begin SOURCE DOCUMENT

Skip to content

DenseNets Reloaded: Paradigm Shift Beyond ResNets and ViTs

Conference: ECCV 2024
arXiv: 2403.19588
Code: https://github.com/naver-ai/rdnet
Area: Network Architecture Design
Keywords: DenseNet, Dense connection, Feature concatenation, ConvNeXt, Modernization

TL;DR

Revisiting the dense concatenation shortcut of DenseNet, this paper proposes RDNet (Revitalized DenseNet) through a systematic modernization (wider and shallower architecture, modernized blocks, enlarged intermediate dimensions, more transition layers, etc.). RDNet outperforms Swin Transformer, ConvNeXt, and DeiT-III on ImageNet-1K, proving the powerful potential of concatenation as an underestimated paradigm.

Background & Motivation

  • The additive shortcut of ResNet has become the standard in modern vision architectures (Swin, ConvNeXt, ViT, etc.), while the concatenation shortcut of DenseNet has been gradually forgotten.

end SOURCE DOCUMENT
begin INFORMATION SUPPLIED

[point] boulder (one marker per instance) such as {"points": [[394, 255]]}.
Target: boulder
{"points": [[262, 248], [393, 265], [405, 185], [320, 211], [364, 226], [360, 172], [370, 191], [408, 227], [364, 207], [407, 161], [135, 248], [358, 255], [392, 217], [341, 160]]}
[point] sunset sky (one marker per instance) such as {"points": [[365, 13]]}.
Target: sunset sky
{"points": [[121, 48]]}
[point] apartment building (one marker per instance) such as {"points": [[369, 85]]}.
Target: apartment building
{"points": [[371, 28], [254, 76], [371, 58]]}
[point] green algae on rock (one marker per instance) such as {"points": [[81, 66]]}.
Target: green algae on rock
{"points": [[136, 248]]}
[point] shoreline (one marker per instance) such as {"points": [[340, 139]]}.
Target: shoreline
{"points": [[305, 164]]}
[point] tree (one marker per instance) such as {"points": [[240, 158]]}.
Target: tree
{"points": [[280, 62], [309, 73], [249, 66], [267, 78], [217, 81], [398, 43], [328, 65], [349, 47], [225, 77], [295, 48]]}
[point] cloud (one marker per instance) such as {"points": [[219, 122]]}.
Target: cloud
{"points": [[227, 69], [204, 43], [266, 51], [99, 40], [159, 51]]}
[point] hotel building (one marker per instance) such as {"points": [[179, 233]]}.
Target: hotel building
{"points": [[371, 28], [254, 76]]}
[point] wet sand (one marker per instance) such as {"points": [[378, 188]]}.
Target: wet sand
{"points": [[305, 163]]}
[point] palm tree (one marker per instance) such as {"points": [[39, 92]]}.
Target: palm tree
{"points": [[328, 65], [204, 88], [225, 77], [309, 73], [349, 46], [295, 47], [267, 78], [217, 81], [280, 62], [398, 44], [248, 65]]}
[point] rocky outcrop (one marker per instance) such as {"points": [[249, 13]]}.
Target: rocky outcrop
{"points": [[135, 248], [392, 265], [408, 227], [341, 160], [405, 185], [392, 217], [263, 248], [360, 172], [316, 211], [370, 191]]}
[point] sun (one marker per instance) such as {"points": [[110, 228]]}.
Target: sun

end INFORMATION SUPPLIED

EXERCISE BRIEF
Continue the summary of the DenseNets Reloaded paper, starting after its first Background & Motivation point.

RESPONSE FOR THIS EXERCISE
  • DenseNet initially outperformed ResNet, but lost momentum due to memory issues (feature dimension expansion caused by concatenation) and difficulties in width scaling.
  • The authors' core hypothesis: Concatenation is a more effective way to increase the matrix rank. For \(f(XW)\), the rank of the concatenation \([X, f(XW)]\) is \(\text{rank}(X) + \text{rank}(f(XW))\), whereas the rank of the addition \(X + f(XW)\) does not exceed \(\text{rank}(X)\).
  • Pilot study: After sampling 15k+ networks on Tiny-ImageNet for comparison, the concatenation shortcut achieved an average accuracy of 56.8±3.9 vs 55.9±4.1 for the additive shortcut.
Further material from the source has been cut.